Region segmentation data:
-.-.-
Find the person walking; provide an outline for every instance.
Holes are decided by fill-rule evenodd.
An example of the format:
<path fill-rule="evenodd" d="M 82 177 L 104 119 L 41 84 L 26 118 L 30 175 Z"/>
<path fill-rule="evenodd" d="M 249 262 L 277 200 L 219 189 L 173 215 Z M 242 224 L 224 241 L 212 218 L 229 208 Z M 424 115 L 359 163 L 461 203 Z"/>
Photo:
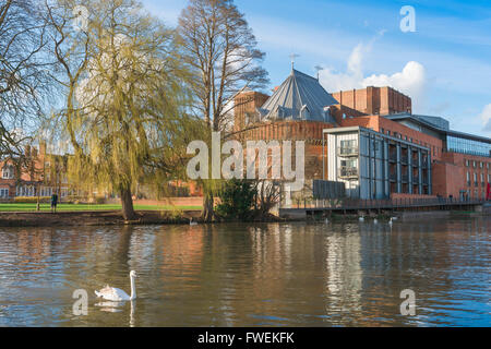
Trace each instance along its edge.
<path fill-rule="evenodd" d="M 53 193 L 51 195 L 51 213 L 57 213 L 58 195 Z"/>

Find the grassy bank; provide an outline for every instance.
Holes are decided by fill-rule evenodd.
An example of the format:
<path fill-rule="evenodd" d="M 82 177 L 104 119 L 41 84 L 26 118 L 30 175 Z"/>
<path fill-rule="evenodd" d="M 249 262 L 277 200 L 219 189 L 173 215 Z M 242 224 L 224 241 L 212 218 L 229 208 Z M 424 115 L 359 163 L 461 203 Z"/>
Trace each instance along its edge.
<path fill-rule="evenodd" d="M 40 204 L 41 212 L 51 210 L 49 204 Z M 171 205 L 134 205 L 136 210 L 191 210 L 201 209 L 201 206 L 171 206 Z M 121 205 L 113 204 L 58 204 L 59 212 L 80 212 L 80 210 L 119 210 Z M 36 212 L 36 203 L 3 203 L 0 204 L 1 212 Z"/>

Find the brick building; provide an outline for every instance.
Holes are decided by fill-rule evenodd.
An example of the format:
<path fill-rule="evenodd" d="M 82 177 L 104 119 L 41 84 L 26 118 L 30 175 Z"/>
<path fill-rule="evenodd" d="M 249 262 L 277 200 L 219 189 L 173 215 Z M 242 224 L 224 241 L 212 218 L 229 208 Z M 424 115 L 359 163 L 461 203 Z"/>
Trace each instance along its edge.
<path fill-rule="evenodd" d="M 370 86 L 331 95 L 318 79 L 292 69 L 267 99 L 264 94 L 247 91 L 236 96 L 236 105 L 240 107 L 235 109 L 235 131 L 242 130 L 241 140 L 306 142 L 307 180 L 328 180 L 330 157 L 339 156 L 323 147 L 327 134 L 358 127 L 370 133 L 375 143 L 380 141 L 387 152 L 379 165 L 373 159 L 374 166 L 381 166 L 379 177 L 364 181 L 380 181 L 380 188 L 385 189 L 378 192 L 359 188 L 359 197 L 487 196 L 491 183 L 491 140 L 453 131 L 441 117 L 412 115 L 411 98 L 392 87 Z M 388 152 L 396 154 L 395 160 L 390 159 Z M 417 157 L 418 163 L 411 163 L 410 156 Z M 421 163 L 421 157 L 427 163 Z M 360 160 L 357 154 L 357 160 L 349 163 L 357 166 L 357 176 L 351 176 L 354 180 L 356 177 L 357 185 L 362 185 L 361 172 L 372 176 L 358 168 L 368 164 Z M 361 195 L 362 192 L 370 194 Z"/>
<path fill-rule="evenodd" d="M 46 144 L 27 145 L 22 159 L 5 158 L 0 161 L 0 200 L 16 196 L 67 196 L 70 186 L 67 178 L 67 156 L 48 154 Z"/>

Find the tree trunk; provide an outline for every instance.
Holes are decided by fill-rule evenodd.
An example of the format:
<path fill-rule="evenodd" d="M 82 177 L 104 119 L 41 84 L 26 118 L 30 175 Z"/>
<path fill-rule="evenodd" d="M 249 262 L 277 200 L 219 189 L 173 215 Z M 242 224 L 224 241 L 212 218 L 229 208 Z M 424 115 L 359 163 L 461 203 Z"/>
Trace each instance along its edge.
<path fill-rule="evenodd" d="M 123 188 L 120 192 L 122 215 L 124 220 L 131 220 L 136 218 L 136 214 L 133 209 L 133 197 L 131 197 L 131 189 Z"/>
<path fill-rule="evenodd" d="M 206 193 L 203 203 L 203 213 L 201 214 L 201 217 L 203 221 L 211 222 L 213 221 L 214 215 L 215 214 L 213 212 L 213 194 Z"/>

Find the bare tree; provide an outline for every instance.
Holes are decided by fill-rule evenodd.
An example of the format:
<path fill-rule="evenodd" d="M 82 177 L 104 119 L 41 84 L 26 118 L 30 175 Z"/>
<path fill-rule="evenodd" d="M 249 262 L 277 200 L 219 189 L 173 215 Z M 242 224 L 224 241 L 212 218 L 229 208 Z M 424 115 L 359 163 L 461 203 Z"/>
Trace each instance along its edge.
<path fill-rule="evenodd" d="M 91 12 L 80 33 L 71 24 L 82 3 Z M 58 0 L 48 15 L 65 95 L 59 129 L 74 149 L 71 178 L 118 193 L 124 219 L 134 219 L 139 181 L 178 172 L 194 130 L 173 33 L 135 0 Z"/>
<path fill-rule="evenodd" d="M 225 131 L 235 107 L 232 97 L 241 88 L 261 88 L 268 82 L 260 65 L 264 52 L 231 0 L 190 0 L 179 17 L 178 33 L 183 61 L 194 73 L 194 109 L 209 131 Z M 211 221 L 212 182 L 205 183 L 204 191 L 203 219 Z"/>
<path fill-rule="evenodd" d="M 22 158 L 49 96 L 47 26 L 39 1 L 0 2 L 0 156 Z"/>

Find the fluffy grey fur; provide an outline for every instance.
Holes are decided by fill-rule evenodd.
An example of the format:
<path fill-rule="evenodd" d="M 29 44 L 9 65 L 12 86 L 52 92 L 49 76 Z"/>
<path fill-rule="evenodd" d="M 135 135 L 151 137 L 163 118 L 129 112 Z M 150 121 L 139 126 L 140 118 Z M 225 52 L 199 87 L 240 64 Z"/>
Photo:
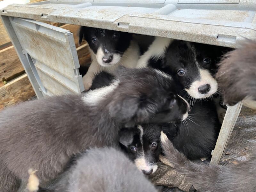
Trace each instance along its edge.
<path fill-rule="evenodd" d="M 225 103 L 233 105 L 247 96 L 256 99 L 256 41 L 246 40 L 220 65 L 216 77 Z"/>
<path fill-rule="evenodd" d="M 113 148 L 86 151 L 54 186 L 38 192 L 156 192 L 123 153 Z"/>
<path fill-rule="evenodd" d="M 115 145 L 124 126 L 178 120 L 187 112 L 170 76 L 149 69 L 123 68 L 118 74 L 109 86 L 0 112 L 0 191 L 16 191 L 30 168 L 39 170 L 41 182 L 54 179 L 74 154 Z"/>
<path fill-rule="evenodd" d="M 188 160 L 169 140 L 162 139 L 164 153 L 177 170 L 201 192 L 253 192 L 256 190 L 256 153 L 246 161 L 227 166 L 196 164 Z"/>

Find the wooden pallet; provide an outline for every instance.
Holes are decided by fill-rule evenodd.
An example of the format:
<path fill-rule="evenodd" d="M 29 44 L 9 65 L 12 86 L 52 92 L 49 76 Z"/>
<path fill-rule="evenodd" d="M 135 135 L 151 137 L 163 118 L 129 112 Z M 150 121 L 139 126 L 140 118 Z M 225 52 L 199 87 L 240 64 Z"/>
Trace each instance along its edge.
<path fill-rule="evenodd" d="M 42 0 L 31 0 L 31 2 Z M 88 44 L 84 41 L 78 46 L 77 32 L 79 26 L 57 23 L 49 24 L 70 31 L 73 33 L 81 66 L 91 62 Z M 15 50 L 0 20 L 0 110 L 27 100 L 35 95 Z"/>

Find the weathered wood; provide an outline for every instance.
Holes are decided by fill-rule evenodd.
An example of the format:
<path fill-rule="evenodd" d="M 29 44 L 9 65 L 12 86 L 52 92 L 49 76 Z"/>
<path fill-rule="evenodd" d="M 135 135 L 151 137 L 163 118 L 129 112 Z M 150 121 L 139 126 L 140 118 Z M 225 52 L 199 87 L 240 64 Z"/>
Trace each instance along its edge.
<path fill-rule="evenodd" d="M 78 46 L 78 38 L 76 34 L 79 27 L 78 25 L 68 24 L 61 27 L 74 34 L 76 46 Z M 91 61 L 89 48 L 85 41 L 82 44 L 83 45 L 77 49 L 79 61 L 81 66 L 86 65 Z M 24 73 L 24 69 L 13 46 L 0 51 L 0 81 L 9 81 Z"/>
<path fill-rule="evenodd" d="M 46 0 L 29 0 L 30 3 L 40 2 L 40 1 L 46 1 Z"/>
<path fill-rule="evenodd" d="M 0 20 L 0 50 L 12 45 L 11 40 L 5 30 L 2 21 Z"/>
<path fill-rule="evenodd" d="M 89 47 L 87 43 L 78 47 L 76 48 L 77 55 L 80 66 L 89 67 L 92 62 Z"/>
<path fill-rule="evenodd" d="M 26 74 L 0 87 L 0 110 L 24 101 L 35 95 Z"/>
<path fill-rule="evenodd" d="M 25 72 L 13 46 L 0 51 L 0 79 L 9 81 Z"/>

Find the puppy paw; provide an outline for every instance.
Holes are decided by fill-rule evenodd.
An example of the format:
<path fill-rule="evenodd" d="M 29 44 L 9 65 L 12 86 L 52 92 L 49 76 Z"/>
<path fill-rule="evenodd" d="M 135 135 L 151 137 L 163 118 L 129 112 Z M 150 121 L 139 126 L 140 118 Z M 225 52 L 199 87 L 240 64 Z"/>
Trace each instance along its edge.
<path fill-rule="evenodd" d="M 36 192 L 39 189 L 39 179 L 35 174 L 37 171 L 33 171 L 32 169 L 28 170 L 29 177 L 27 188 L 29 192 Z"/>
<path fill-rule="evenodd" d="M 92 86 L 92 81 L 91 78 L 83 78 L 83 82 L 84 84 L 84 86 L 85 90 L 89 90 Z"/>

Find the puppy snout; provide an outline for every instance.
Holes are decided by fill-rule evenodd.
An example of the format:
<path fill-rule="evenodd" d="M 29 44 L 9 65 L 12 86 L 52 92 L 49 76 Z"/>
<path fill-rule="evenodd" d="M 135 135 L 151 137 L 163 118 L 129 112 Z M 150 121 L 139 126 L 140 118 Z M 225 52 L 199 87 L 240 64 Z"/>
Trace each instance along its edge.
<path fill-rule="evenodd" d="M 152 174 L 152 173 L 153 172 L 153 170 L 151 169 L 151 170 L 148 171 L 145 171 L 145 170 L 142 170 L 142 172 L 145 175 L 150 175 L 151 174 Z"/>
<path fill-rule="evenodd" d="M 198 91 L 201 93 L 204 94 L 208 93 L 211 89 L 211 85 L 208 84 L 204 84 L 198 88 Z"/>
<path fill-rule="evenodd" d="M 102 58 L 102 60 L 104 63 L 110 63 L 113 59 L 112 55 L 104 55 Z"/>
-.-.-
-- EXERCISE DIRECTIONS --
Replace "wooden pallet" with "wooden crate" in the records from the line holding "Find the fluffy" through the line holding "110 L 27 100", inclusive, and give only those lines back with nothing else changed. Omit the pictures from your answer.

-- FULL SOLUTION --
Find the fluffy grey fur; provide an outline for every instance.
Holes are decided by fill-rule evenodd.
An example of the format:
<path fill-rule="evenodd" d="M 29 44 L 9 65 L 12 86 L 52 92 L 49 76 Z"/>
<path fill-rule="evenodd" d="M 135 135 L 151 137 L 163 118 L 129 112 Z M 150 121 L 139 126 L 140 118 Z M 225 52 L 199 87 L 240 64 Z"/>
Photo:
Trace each instance along its edge.
<path fill-rule="evenodd" d="M 225 103 L 233 105 L 247 96 L 256 99 L 256 41 L 246 40 L 220 65 L 216 77 Z"/>
<path fill-rule="evenodd" d="M 113 148 L 86 151 L 54 186 L 38 192 L 156 192 L 123 153 Z"/>
<path fill-rule="evenodd" d="M 115 145 L 124 126 L 178 120 L 187 112 L 170 76 L 149 69 L 123 68 L 118 74 L 109 86 L 0 112 L 0 191 L 16 191 L 30 168 L 39 170 L 41 182 L 54 179 L 74 154 Z"/>
<path fill-rule="evenodd" d="M 188 160 L 169 140 L 162 139 L 164 153 L 177 170 L 201 192 L 253 192 L 256 190 L 256 153 L 246 161 L 227 166 L 196 164 Z"/>

Find the wooden crate; provide an outline for every instance.
Holes are decided by fill-rule evenodd.
An example of the format:
<path fill-rule="evenodd" d="M 29 44 L 9 65 L 12 86 L 52 92 L 49 76 Z"/>
<path fill-rule="evenodd" d="M 135 135 L 151 137 L 163 118 L 129 112 Z M 150 121 L 139 126 L 140 118 Z M 225 52 L 199 87 L 240 64 Z"/>
Trace each instance along its edge.
<path fill-rule="evenodd" d="M 42 0 L 31 0 L 31 2 Z M 88 44 L 84 41 L 78 46 L 77 32 L 79 26 L 57 23 L 49 24 L 70 31 L 73 33 L 81 66 L 91 62 Z M 15 50 L 0 20 L 0 110 L 27 100 L 35 95 Z"/>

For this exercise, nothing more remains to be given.